List of tasks:
1. Echo the burden-of-proof passage below word for word, everything from "This is not a" down to "using this tactic.".
2. Decide whether each statement agrees with the burden-of-proof passage below, answering yes or no and quoting the deciding words: (a) the passage places the burden of proof on the person making the claim; (b) the passage treats politics and government as having real science behind them; (c) the passage calls governments the most transparent organizations.

Passage:
********************

This is how it was used and how it should be used.

This is not a tool to use when you’re caught in a lie and you cannot produce your evidence! I feel like I need to address this because I hear so many people using this tactic.

If you made a bold statement(a claim) and someone called you out and tried to fact-check you, it is not their responsibility to prove you right. You are the one making a claim so the burden of proof is with you. You can even bring this to court. You don’t show up as a lawyer in court and say “I don’t know you’re honor, you google it”. If you are unable to generate your proof/evidence you are then just making unsubstantiated claims, lies, or false statements, all of which are useless and as described above is SUCH. A. TURN. OFF. It just reminds me of old, half-naked, big-bellied men drinking by the streets of Philippines drunkenly saying “you know what, X president sucks. You know what I would do if I was the president?!”
Bruh, statements and demeanor like that are the reason why you’re sitting on the side of the street and NOT the president. fml…

As for the “public knowledge” excuse…

Unless you’re talking about science-based facts (e.g.: an atom has a proton, neutron, and electron), information gets mangled for each time the information is passed. Politics and government is “social science” so technically there is no “science” to it. Every time an information is passed around, it is open to manipulation, misunderstanding, or degrading integrity. Specific to my conversation, governments are not the most transparent organizations out there so from the get-go you’re not getting the FULL information. Within the government the information gets passed around already then add in partisanship so another government official can repackage the message to benefit his/her agenda. Media will then get wind of it first and they too can/will repackage it to their own agenda. Maybe a media firm is biased. Maybe the author / reporter is trying to advance in the workforce so they add a little drama to it. So by the time it gets to you, the information is heavily distorted. That is why as I’ve mentioned you need critical thinking so you can weed through these. So again if your claims are contested and you can’t show proof, this is not the way to go because the public does not fully know and they only know what the government/media wants you to know. Your source is flawed. Even top leaders in corrupts governments don’t know for sure so how dafuq do you know for certain?!

********************

[Coordinate labeling data]
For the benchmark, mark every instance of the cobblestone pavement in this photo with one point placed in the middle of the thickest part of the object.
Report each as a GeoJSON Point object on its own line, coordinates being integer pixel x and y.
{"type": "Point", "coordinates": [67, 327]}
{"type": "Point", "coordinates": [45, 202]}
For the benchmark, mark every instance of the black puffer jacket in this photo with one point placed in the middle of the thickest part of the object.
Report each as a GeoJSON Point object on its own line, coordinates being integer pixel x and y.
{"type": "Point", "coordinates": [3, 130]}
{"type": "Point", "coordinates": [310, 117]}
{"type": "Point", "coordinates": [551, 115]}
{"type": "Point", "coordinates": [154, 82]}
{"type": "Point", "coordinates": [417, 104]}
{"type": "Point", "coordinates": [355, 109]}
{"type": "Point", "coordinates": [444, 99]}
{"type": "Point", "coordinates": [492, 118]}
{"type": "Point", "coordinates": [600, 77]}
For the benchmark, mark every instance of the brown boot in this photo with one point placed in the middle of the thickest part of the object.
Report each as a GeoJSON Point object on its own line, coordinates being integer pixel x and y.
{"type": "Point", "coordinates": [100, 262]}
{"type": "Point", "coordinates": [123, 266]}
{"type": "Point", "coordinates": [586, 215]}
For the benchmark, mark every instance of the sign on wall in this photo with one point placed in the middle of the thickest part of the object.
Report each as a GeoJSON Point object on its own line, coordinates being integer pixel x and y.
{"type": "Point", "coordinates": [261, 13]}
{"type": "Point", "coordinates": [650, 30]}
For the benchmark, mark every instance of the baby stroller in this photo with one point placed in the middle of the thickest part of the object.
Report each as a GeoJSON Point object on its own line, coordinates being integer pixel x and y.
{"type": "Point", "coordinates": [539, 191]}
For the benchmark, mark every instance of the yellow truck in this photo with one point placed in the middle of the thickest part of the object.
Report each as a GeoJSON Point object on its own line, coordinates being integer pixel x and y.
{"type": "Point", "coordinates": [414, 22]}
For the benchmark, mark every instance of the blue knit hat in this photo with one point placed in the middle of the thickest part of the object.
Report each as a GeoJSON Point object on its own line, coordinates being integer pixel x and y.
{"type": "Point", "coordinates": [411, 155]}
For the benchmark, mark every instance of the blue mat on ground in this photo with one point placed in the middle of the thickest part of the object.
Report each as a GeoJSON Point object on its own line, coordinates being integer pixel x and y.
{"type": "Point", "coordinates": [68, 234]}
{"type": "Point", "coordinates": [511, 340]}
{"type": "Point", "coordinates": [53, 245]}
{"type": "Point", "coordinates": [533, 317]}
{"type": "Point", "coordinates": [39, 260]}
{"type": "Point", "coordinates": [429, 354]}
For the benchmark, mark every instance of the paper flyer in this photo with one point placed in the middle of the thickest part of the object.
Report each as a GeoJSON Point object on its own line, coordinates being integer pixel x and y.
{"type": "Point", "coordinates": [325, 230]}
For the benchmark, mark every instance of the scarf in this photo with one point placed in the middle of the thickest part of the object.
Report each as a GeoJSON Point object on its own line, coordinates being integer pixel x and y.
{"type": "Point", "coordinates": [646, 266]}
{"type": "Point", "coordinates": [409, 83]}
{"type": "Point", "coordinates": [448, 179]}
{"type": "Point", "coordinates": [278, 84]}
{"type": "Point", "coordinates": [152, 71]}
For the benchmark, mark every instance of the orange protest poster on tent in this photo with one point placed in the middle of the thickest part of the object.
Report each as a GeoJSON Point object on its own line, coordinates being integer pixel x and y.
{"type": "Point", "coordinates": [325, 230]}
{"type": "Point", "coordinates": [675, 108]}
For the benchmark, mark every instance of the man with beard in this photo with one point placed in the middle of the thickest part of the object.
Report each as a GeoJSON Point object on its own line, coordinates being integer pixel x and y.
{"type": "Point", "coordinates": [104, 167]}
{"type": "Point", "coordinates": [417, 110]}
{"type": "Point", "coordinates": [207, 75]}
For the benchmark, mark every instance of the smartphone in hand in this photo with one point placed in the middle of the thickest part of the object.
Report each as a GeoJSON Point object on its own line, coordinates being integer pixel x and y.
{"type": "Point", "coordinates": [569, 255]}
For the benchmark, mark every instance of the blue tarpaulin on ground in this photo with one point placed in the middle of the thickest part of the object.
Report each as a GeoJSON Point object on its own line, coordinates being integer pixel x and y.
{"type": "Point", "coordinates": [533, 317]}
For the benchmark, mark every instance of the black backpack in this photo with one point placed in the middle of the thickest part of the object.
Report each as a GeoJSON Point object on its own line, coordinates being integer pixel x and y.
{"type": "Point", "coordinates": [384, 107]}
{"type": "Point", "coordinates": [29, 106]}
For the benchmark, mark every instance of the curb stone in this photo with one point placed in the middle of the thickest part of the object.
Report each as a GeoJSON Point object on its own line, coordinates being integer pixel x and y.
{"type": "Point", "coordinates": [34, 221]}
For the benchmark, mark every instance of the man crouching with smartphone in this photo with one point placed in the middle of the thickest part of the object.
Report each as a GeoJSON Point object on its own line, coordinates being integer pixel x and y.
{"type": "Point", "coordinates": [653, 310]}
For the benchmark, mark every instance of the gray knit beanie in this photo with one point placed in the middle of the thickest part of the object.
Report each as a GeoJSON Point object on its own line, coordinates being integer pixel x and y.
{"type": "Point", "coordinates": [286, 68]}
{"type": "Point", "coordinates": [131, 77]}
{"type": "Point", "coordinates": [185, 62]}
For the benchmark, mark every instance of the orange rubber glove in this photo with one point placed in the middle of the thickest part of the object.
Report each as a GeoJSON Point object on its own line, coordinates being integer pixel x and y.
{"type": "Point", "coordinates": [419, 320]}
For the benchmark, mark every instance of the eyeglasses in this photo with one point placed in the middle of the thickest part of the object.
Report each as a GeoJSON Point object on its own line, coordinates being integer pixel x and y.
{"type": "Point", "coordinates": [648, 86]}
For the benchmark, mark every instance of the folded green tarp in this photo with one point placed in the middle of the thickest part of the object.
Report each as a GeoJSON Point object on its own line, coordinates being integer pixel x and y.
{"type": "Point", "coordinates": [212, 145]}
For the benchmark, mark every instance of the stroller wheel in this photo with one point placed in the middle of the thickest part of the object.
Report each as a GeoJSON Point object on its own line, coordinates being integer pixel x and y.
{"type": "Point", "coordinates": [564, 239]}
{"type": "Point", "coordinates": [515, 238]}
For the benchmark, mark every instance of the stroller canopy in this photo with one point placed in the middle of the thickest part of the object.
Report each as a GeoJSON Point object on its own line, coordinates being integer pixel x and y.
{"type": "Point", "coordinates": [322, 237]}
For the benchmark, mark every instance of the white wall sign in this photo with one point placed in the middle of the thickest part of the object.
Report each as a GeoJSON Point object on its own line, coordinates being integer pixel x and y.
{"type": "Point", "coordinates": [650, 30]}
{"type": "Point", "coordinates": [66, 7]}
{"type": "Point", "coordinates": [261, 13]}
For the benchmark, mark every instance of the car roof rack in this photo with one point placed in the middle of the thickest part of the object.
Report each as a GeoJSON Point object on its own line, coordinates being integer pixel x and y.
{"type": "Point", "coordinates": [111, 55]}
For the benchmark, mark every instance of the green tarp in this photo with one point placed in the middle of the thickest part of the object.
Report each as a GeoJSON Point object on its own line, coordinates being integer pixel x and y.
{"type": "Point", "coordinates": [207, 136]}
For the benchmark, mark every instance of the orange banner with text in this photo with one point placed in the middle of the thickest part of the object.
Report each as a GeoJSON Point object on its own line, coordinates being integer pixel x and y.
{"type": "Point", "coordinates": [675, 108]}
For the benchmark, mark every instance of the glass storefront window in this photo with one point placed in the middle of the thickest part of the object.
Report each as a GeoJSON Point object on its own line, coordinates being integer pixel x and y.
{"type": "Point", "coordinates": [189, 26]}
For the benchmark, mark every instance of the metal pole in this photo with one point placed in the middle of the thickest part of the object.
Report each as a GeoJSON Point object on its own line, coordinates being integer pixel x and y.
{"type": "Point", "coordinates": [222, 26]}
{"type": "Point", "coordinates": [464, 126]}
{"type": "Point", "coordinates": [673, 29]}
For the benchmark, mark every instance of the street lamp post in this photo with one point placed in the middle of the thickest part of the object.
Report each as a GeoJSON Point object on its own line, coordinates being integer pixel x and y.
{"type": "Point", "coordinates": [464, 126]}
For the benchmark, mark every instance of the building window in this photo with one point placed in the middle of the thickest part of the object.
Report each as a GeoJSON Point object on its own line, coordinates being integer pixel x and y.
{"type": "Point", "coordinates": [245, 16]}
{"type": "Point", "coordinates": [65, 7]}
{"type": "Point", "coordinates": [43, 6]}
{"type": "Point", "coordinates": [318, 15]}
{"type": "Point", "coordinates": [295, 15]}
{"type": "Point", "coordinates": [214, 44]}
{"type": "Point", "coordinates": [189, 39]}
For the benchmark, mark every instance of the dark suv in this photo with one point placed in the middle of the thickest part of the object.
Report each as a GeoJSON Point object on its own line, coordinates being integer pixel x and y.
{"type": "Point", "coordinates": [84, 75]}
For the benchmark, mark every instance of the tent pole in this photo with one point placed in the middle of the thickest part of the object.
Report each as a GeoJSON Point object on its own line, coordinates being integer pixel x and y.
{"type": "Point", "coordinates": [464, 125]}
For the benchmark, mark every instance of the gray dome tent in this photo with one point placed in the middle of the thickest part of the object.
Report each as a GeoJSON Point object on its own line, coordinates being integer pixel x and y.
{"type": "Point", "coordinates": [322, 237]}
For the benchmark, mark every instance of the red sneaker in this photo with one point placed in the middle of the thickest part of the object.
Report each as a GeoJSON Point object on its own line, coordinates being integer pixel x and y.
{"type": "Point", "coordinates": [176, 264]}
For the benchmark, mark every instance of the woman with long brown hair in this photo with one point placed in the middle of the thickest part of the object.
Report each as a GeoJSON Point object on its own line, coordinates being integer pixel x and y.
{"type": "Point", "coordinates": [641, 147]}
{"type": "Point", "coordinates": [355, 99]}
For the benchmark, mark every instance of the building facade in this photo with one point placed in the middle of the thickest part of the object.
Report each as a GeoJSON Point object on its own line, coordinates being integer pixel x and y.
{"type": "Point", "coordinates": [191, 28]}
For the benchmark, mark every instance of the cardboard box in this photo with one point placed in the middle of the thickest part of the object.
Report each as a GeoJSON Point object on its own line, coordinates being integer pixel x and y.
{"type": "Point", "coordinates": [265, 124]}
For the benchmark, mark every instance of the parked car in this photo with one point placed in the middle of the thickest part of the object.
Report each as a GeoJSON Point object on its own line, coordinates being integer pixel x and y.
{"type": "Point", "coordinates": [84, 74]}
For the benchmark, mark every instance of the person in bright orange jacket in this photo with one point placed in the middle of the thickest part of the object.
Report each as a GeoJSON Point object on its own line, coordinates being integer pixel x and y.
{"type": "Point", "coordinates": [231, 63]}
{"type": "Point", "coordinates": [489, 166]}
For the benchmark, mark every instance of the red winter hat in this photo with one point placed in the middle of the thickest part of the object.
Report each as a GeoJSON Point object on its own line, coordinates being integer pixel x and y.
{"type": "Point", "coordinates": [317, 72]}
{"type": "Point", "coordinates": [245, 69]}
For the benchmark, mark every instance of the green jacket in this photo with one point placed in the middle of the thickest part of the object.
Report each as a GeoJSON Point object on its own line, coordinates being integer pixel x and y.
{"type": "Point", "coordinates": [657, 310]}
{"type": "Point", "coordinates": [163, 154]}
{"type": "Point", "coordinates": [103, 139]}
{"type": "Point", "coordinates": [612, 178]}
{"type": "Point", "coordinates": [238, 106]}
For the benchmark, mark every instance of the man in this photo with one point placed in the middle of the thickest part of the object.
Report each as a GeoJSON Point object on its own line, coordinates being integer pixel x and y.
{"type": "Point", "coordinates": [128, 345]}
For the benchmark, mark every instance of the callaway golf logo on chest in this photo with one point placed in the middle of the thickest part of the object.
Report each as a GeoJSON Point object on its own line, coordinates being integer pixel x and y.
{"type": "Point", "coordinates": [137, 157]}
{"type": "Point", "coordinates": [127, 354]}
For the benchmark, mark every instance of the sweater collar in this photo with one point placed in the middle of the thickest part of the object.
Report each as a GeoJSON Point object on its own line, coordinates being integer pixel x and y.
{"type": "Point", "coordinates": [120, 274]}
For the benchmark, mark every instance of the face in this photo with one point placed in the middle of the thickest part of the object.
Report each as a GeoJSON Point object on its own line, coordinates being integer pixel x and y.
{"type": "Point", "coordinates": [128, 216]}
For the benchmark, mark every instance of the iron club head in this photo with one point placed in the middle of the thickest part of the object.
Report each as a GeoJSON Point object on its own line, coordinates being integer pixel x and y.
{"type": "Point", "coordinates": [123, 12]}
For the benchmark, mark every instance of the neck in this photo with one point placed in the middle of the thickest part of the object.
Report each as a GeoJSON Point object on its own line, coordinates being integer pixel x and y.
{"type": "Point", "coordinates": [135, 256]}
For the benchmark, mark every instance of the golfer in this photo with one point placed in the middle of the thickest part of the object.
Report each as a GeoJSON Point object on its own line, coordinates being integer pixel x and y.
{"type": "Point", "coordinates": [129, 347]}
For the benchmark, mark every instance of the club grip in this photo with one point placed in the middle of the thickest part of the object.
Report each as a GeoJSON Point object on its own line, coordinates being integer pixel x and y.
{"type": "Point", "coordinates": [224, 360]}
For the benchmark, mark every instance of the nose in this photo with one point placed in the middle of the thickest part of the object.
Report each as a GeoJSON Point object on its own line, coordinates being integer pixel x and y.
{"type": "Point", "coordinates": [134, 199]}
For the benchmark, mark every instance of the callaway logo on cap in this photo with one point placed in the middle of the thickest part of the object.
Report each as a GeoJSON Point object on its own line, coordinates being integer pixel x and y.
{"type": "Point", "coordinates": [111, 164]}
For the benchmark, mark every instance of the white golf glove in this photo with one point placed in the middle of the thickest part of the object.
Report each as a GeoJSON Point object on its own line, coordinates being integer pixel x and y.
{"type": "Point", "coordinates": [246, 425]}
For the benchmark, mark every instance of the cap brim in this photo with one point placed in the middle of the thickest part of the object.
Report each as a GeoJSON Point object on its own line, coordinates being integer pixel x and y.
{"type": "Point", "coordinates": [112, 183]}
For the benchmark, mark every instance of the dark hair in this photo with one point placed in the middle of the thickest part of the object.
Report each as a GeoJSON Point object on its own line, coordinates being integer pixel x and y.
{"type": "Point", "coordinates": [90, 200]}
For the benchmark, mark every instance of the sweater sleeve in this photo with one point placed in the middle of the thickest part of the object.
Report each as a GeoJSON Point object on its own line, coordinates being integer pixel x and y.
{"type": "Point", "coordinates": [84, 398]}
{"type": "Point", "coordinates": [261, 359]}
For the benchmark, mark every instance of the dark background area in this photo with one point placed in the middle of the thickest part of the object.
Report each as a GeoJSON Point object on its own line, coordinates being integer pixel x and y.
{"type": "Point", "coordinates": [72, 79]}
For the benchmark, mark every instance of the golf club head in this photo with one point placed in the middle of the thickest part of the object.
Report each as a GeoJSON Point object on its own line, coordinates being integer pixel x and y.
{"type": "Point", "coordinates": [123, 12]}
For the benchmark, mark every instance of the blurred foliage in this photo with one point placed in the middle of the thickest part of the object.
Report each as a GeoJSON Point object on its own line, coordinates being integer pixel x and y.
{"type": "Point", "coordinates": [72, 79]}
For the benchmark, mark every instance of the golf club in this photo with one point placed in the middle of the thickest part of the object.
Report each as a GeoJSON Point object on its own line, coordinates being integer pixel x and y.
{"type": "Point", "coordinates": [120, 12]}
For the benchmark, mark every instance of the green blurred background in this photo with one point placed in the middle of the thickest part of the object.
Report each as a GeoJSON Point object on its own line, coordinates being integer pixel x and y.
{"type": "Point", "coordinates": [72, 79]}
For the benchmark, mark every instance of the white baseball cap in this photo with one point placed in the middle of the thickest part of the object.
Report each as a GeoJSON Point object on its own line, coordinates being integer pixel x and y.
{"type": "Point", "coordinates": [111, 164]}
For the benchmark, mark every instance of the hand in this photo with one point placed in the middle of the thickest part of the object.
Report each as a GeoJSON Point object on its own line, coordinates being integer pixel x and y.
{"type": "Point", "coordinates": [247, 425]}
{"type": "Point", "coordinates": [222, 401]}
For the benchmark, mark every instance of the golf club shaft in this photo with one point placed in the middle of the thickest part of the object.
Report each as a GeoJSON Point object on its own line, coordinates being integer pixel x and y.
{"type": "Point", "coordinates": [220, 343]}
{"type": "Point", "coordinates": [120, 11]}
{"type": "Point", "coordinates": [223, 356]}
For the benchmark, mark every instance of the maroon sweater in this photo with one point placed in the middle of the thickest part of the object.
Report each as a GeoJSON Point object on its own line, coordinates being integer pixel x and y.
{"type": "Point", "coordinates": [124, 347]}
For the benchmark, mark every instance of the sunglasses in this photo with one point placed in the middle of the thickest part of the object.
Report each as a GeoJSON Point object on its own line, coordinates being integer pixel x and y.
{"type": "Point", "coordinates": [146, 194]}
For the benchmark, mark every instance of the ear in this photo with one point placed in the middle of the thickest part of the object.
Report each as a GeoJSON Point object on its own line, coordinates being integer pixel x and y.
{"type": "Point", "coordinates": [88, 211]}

********************

Responses to the tasks:
1.
This is not a tool to use when you’re caught in a lie and you cannot produce your evidence! I feel like I need to address this because I hear so many people using this tactic.

2.
(a) Yes: "You are the one making a claim so the burden of proof is with you."
(b) No: "Politics and government is “social science” so technically there is no “science” to it."
(c) No: "governments are not the most transparent organizations out there"